┌──

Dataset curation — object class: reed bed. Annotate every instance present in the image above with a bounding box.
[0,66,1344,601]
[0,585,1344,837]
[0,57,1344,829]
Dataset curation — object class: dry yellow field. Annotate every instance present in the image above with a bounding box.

└──

**Exercise aim:**
Pull out every row above and reproduce each one verbatim.

**Reply to the task:**
Dataset curation — object class: reed bed. Annotate every instance present in the image above with a bounding box.
[0,66,1344,601]
[0,585,1344,837]
[0,57,1344,829]
Dataset curation — object class: dry yellow field. Annotate every instance present in the image above with a bounding box.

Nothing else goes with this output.